GIVEN PROBLEM:
Can you reproduce every one of the entries below word for word, line by line?

[Pointing entries for labeled objects]
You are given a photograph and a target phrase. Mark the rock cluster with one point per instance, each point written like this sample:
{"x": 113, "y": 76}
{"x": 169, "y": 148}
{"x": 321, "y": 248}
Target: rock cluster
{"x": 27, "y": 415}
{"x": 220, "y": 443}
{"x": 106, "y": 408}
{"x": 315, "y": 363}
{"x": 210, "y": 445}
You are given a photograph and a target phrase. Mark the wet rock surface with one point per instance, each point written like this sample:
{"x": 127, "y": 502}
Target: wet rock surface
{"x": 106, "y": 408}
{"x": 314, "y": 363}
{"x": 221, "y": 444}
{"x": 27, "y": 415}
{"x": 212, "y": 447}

EXERCISE OUTPUT:
You are given a photograph and a target phrase. Mark the rock cluster with one point per instance, each point written like this sample:
{"x": 113, "y": 76}
{"x": 169, "y": 148}
{"x": 321, "y": 248}
Target: rock cluster
{"x": 27, "y": 415}
{"x": 220, "y": 443}
{"x": 106, "y": 408}
{"x": 315, "y": 363}
{"x": 210, "y": 445}
You are given a photograph and a target phrase. Mark the wet rock surface with one point per instance, each point written like this sample:
{"x": 127, "y": 502}
Target: wet rock surface
{"x": 106, "y": 408}
{"x": 314, "y": 363}
{"x": 221, "y": 444}
{"x": 27, "y": 415}
{"x": 212, "y": 447}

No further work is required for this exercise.